Politics Amnesty accuses Israel of torturing Palestinians from Gaza

SDA

18.7.2024 - 21:34

ARCHIVE - A Palestinian prisoner released by the Israeli army is taken to Al-Najjar hospital in Rafah for medical examination. Palestinian prisoners arrested by the Israeli army in the Gaza Strip were released on January 19 in cooperation with the Red Cross through the Kerem Shalom border crossing to Gaza. Photo: Abed Rahim Khatib/dpa
ARCHIVE - A Palestinian prisoner released by the Israeli army is taken to Al-Najjar hospital in Rafah for medical examination. Palestinian prisoners arrested by the Israeli army in the Gaza Strip were released on January 19 in cooperation with the Red Cross through the Kerem Shalom border crossing to Gaza. Photo: Abed Rahim Khatib/dpa
Keystone

The human rights organization Amnesty International accuses Israel of mistreating and torturing Palestinian prisoners from the Gaza Strip. The detainees are also denied any contact with their relatives or access to lawyers for long periods of time, according to a recent report by the organization.

The detainees also include unarmed civilians who were arrested by the military during its operations in the sealed-off coastal area for reasons that were not apparent to them and taken to Israeli prisons or camps. The report is based on interviews with 27 former Palestinian prisoners, including five women and a 14-year-old boy. All reported torture and other cruel treatment at the hands of Israeli interrogators and guards.

The report quotes a 57-year-old pediatrician who was arrested by the military in December last year at Al-Ahli Hospital in the city of Gaza. According to his account, he spent 45 days in the notorious Israeli military camp Sde Teiman near Beersheba. He was starved there, repeatedly beaten and forced to remain on his knees for hours on end.

Israel did not comment on the allegations in the report. In previous cases in which the authorities were accused of torture and ill-treatment of Palestinian prisoners, the country denied any wrongdoing.

At the same time, Israel's laws cover long periods of detention without judicial review or charge, the isolation of prisoners and the denial of contact with relatives and lawyers, insofar as members of the Islamist Hamas are concerned. The law treats them as "illegal combatants" to whom international conventions do not apply.

After the outbreak of the Gaza war, Israel tightened the law in this regard, so that even longer detentions are possible without judicial review. The report calls on Israel to put an end to these practices. The war was triggered by the unprecedented massacre carried out by terrorists from Hamas and other extremist Palestinian organizations in southern Israel on 7 October.

### DATA TO EXAMINE

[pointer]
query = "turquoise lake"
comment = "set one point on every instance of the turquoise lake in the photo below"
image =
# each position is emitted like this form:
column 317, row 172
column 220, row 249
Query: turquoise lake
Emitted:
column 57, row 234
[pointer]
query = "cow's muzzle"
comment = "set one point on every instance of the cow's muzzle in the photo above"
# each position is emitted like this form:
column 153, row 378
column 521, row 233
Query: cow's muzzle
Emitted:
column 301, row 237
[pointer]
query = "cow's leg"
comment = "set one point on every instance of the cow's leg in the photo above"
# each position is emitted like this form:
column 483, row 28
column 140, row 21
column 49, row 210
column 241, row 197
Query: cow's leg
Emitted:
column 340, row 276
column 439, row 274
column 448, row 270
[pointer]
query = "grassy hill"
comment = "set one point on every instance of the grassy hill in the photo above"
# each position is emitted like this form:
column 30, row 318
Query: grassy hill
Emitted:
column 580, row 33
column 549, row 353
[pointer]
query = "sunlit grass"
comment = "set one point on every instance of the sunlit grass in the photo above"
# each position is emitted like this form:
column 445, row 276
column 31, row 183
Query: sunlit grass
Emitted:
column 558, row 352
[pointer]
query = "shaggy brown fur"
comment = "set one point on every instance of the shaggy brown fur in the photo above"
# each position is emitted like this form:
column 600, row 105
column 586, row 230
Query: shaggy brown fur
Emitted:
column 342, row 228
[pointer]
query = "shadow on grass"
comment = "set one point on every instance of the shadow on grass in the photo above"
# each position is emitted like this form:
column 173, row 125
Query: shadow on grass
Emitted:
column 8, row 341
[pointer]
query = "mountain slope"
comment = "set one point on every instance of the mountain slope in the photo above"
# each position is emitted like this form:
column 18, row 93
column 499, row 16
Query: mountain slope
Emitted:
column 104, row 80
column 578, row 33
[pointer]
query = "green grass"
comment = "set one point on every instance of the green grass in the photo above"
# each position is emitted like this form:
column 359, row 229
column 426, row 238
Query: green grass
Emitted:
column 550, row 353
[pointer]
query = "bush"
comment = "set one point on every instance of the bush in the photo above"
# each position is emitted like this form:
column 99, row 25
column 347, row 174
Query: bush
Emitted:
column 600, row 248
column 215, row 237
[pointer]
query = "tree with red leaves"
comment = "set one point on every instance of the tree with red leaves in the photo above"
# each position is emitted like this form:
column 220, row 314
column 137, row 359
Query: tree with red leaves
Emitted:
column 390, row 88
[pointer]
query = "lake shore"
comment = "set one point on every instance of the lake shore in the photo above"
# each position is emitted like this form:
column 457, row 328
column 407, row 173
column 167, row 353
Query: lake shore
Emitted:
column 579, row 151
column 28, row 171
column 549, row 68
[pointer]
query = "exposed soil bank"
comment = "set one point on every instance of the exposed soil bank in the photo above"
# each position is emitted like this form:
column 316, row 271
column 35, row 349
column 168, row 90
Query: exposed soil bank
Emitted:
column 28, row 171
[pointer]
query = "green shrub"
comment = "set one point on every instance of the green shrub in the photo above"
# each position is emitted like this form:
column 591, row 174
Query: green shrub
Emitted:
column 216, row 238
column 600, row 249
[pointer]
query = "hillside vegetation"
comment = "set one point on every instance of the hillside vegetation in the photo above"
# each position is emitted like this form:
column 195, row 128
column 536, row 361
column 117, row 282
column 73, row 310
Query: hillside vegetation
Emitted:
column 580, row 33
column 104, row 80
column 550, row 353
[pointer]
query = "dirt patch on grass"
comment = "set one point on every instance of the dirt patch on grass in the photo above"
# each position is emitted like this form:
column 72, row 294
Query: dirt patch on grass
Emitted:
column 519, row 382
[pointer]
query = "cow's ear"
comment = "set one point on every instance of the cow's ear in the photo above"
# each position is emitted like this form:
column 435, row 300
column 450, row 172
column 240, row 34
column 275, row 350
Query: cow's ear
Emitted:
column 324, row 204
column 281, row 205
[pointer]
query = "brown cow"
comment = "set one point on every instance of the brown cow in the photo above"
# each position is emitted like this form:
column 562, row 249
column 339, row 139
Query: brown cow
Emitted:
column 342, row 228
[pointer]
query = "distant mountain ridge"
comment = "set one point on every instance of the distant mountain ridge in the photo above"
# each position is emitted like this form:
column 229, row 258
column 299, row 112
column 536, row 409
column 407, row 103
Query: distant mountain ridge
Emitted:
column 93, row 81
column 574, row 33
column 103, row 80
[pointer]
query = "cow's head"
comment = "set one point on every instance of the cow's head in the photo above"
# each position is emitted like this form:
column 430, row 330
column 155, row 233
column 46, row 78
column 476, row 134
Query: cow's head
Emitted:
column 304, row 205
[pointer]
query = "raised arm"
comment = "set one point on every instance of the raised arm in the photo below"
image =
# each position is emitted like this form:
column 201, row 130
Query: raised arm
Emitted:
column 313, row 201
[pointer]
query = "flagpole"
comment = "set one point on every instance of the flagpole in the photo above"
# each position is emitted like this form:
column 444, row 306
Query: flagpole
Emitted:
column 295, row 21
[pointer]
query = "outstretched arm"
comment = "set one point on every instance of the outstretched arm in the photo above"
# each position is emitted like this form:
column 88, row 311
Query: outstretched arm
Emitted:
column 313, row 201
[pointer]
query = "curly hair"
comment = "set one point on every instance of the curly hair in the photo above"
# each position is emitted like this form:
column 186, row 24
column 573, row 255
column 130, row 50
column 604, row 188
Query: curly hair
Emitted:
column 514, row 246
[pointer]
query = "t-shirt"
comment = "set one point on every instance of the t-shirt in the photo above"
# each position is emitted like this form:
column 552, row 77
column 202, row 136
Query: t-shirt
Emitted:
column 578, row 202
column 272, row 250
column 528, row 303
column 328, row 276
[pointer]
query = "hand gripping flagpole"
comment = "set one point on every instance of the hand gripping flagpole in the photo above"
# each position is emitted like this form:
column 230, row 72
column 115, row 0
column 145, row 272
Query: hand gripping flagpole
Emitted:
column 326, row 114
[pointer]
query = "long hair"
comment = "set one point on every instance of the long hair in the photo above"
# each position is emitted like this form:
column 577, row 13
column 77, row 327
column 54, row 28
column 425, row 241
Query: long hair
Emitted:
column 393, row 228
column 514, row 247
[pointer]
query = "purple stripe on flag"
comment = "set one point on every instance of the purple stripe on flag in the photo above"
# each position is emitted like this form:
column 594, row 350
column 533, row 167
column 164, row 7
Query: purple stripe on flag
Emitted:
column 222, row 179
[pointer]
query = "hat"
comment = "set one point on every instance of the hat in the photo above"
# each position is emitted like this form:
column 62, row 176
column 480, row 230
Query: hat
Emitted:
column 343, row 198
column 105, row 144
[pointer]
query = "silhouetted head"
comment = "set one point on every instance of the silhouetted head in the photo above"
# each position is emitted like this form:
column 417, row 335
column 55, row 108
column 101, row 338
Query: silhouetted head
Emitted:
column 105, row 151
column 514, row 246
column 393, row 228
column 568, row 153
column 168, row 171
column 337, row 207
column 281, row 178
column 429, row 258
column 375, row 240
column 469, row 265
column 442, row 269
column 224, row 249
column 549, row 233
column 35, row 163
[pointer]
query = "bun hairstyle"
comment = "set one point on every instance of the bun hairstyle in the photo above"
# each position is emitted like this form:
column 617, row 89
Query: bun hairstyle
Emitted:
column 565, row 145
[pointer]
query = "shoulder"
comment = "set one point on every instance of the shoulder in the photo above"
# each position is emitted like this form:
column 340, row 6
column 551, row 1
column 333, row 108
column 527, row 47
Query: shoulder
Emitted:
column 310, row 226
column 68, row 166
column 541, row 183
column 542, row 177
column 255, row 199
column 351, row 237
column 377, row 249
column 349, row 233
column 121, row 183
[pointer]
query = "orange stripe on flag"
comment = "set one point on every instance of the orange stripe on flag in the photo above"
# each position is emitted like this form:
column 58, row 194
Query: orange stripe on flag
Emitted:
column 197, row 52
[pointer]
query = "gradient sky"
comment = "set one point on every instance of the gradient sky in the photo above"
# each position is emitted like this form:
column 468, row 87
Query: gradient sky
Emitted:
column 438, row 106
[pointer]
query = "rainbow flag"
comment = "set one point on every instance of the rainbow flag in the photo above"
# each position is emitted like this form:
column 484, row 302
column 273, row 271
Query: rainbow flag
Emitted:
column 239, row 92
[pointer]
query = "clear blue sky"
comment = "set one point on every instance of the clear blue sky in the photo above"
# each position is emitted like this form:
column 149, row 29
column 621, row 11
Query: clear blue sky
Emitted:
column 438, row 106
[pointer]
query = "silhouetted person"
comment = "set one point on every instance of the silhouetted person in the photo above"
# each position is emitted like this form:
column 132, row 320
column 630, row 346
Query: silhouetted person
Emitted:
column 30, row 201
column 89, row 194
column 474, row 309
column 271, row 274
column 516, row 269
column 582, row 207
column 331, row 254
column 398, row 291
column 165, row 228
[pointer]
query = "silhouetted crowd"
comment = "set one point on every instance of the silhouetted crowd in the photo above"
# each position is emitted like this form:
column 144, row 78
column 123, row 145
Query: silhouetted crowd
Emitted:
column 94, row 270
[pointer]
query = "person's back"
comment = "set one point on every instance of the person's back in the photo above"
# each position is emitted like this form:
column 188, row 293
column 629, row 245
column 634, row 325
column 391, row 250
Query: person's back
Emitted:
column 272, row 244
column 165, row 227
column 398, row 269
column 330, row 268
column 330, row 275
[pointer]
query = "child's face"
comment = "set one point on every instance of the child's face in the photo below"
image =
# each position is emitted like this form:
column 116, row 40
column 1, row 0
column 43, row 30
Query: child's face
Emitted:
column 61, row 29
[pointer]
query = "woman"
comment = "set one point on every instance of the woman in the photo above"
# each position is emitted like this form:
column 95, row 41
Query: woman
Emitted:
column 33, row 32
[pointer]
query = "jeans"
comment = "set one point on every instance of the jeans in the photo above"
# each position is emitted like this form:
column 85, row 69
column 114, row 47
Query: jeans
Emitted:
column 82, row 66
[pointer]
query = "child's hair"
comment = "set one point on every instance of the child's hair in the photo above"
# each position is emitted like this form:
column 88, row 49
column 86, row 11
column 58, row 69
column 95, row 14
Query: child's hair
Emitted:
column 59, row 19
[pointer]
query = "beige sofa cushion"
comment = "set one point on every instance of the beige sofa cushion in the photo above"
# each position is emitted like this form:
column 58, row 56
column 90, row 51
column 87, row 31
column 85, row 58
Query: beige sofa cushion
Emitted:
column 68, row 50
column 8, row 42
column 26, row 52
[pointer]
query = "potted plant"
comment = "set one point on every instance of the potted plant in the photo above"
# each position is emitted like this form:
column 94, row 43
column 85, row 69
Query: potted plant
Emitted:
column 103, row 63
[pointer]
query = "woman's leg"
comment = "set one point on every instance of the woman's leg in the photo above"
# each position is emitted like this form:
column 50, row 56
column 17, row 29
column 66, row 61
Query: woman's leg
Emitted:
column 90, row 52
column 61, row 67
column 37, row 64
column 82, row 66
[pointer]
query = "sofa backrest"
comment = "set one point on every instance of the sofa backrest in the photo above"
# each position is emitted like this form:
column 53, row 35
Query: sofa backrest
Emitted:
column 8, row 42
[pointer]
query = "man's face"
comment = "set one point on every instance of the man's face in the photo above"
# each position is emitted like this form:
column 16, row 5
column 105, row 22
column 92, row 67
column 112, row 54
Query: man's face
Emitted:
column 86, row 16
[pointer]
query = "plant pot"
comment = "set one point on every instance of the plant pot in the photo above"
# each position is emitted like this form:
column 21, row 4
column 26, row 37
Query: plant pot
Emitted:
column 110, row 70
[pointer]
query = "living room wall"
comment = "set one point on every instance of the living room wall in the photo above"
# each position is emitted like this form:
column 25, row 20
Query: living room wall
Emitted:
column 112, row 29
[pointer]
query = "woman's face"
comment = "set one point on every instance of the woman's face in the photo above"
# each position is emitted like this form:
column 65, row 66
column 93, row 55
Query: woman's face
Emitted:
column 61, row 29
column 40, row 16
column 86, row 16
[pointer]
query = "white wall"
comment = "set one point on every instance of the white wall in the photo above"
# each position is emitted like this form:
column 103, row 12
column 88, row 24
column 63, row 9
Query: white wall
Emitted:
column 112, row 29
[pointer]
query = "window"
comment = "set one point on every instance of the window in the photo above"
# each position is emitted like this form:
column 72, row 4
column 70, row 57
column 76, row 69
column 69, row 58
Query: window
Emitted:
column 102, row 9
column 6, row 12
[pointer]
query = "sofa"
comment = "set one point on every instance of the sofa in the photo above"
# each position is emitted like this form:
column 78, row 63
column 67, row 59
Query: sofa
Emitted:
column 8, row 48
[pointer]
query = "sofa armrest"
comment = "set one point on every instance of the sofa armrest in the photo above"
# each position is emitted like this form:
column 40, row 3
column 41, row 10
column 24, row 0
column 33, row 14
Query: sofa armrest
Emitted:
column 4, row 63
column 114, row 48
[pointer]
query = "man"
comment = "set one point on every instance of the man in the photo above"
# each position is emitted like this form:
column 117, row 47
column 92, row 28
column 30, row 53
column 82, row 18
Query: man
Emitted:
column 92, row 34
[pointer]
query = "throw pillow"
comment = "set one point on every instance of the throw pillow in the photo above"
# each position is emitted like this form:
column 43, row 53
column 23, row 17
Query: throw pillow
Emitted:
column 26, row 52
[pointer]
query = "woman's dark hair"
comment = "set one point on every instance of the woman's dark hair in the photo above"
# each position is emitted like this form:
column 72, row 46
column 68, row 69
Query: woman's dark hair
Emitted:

### WORK REQUEST 1
Set down the stretch of the Amnesty article from "At the same" through "on 7 October.", word for word.
### WORK REQUEST 2
According to the Amnesty article, how long did the 57-year-old pediatrician spend in the Sde Teiman military camp?

### ANSWER 1
At the same time, Israel's laws cover long periods of detention without judicial review or charge, the isolation of prisoners and the denial of contact with relatives and lawyers, insofar as members of the Islamist Hamas are concerned. The law treats them as "illegal combatants" to whom international conventions do not apply.

After the outbreak of the Gaza war, Israel tightened the law in this regard, so that even longer detentions are possible without judicial review. The report calls on Israel to put an end to these practices. The war was triggered by the unprecedented massacre carried out by terrorists from Hamas and other extremist Palestinian organizations in southern Israel on 7 October.

### ANSWER 2
45 days.